● Aim of the task
All lines from the one with "Target: icy rink surface" to the end need to be copied exactly, with nothing before them.

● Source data
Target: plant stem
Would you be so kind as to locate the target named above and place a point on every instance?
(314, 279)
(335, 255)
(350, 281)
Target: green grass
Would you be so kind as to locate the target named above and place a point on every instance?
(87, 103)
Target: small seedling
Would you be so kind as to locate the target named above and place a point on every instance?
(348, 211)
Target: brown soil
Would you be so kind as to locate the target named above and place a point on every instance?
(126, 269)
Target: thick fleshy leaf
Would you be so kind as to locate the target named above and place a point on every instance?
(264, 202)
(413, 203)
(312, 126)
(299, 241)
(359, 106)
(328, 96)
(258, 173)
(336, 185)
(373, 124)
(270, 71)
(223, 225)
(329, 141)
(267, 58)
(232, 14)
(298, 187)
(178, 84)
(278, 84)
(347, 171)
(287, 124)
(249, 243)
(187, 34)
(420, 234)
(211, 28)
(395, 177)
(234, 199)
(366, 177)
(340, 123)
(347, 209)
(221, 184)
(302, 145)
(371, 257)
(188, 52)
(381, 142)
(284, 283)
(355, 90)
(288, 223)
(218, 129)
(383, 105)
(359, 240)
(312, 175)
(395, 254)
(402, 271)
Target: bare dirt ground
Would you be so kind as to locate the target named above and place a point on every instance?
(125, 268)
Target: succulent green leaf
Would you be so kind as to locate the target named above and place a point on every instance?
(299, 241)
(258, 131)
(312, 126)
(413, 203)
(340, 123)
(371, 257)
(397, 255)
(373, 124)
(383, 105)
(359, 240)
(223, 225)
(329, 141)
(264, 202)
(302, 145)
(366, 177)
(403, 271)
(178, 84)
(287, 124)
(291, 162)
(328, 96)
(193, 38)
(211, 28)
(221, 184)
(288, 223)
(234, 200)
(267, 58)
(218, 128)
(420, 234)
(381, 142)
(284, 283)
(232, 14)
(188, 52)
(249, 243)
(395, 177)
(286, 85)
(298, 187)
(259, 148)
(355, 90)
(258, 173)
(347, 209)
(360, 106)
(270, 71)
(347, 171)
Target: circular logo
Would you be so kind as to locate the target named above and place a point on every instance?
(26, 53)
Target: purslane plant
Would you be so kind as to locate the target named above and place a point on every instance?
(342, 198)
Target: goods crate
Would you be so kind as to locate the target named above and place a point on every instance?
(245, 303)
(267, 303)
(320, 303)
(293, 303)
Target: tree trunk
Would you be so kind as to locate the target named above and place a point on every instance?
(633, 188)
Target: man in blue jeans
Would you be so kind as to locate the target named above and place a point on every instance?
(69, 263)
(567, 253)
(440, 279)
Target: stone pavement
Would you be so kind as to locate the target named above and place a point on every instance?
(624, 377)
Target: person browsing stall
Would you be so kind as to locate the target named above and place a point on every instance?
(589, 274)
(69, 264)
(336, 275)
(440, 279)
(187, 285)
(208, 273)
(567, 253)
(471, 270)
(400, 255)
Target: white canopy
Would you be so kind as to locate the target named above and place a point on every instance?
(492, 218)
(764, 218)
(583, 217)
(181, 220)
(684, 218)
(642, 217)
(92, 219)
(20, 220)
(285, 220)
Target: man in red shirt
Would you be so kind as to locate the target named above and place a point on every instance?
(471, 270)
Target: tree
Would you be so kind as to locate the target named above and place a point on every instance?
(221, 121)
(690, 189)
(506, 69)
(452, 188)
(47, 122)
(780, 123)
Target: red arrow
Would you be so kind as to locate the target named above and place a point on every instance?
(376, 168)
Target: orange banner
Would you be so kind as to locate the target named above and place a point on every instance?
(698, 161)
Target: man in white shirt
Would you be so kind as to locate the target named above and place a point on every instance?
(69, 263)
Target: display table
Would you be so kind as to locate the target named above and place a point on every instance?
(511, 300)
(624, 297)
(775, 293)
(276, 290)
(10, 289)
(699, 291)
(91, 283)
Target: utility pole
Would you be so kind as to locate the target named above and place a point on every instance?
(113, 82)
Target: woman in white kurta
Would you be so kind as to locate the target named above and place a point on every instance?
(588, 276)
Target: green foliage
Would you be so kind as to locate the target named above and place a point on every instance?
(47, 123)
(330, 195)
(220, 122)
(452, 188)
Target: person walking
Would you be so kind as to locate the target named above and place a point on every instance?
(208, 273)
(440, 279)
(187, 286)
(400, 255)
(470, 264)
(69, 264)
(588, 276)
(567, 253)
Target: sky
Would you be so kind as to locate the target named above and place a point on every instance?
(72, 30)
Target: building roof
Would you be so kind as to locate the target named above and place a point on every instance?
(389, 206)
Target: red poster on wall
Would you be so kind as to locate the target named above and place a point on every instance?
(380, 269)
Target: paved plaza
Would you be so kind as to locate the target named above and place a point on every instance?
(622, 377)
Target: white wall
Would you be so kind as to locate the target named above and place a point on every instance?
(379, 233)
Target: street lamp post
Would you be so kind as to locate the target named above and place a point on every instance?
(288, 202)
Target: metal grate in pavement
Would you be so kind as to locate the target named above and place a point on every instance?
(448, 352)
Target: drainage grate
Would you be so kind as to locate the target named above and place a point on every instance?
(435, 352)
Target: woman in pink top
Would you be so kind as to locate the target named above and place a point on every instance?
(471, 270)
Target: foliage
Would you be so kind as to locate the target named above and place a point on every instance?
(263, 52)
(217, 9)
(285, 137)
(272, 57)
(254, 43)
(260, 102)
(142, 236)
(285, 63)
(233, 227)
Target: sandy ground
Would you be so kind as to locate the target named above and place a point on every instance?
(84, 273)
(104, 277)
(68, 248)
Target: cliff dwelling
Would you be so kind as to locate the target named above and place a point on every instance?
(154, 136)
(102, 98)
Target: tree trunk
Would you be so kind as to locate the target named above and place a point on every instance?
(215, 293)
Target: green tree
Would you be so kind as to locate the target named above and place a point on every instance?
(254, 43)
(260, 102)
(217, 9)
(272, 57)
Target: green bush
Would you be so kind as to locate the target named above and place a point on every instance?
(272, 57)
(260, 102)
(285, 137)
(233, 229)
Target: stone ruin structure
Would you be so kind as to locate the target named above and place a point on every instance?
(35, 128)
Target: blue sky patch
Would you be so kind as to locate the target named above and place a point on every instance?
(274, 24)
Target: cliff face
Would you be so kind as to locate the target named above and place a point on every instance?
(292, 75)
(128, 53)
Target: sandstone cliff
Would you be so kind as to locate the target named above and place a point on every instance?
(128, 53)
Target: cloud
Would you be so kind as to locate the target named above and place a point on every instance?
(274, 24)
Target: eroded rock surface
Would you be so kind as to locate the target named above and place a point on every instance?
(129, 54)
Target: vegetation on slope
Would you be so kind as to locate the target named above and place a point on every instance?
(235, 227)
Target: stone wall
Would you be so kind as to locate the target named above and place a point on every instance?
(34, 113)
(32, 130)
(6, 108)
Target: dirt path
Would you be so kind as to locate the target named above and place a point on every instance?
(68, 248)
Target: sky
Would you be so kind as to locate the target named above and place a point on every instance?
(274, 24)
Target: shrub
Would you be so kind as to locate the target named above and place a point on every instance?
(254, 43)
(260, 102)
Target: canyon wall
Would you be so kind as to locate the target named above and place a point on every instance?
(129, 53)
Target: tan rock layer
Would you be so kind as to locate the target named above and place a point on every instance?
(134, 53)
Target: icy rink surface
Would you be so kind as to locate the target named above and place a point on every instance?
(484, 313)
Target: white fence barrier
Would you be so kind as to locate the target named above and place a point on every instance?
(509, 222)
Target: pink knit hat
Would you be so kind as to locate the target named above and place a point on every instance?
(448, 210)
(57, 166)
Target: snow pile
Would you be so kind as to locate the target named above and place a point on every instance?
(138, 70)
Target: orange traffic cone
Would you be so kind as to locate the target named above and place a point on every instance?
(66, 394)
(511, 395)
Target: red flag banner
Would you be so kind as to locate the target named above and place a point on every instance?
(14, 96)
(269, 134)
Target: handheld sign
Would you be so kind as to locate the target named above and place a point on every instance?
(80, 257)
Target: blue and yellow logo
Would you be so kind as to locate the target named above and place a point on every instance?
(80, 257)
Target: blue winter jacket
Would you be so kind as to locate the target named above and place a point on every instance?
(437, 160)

● Written answer
Target: icy rink surface
Would you be so kind as to locate the target named above and place a point on every instance?
(484, 313)
Target: white fence barrier
Would you be so kind as to locate the target named above and place a point on every instance?
(509, 222)
Target: pink knit hat
Would you be so kind as to locate the target named above and place a point on every instance?
(448, 210)
(57, 166)
Target: snow pile
Would you be so kind as to locate the target named above and place a point on every instance?
(138, 70)
Target: orange traffic cone
Would you be so kind as to locate the target named above and place a point on every instance?
(66, 394)
(511, 395)
Target: red flag banner
Would you be so kind as to locate the target named above and place a point on every instance?
(14, 96)
(269, 134)
Target: handheld sign
Would you be so kind as to locate the target named above and place a point on every instance?
(80, 257)
Target: blue and yellow logo
Would you be so kind as to locate the target named above and place a point on every instance?
(80, 257)
Target: blue winter jacket
Would you be so kind as to locate the target named above and place a point on every instance?
(437, 160)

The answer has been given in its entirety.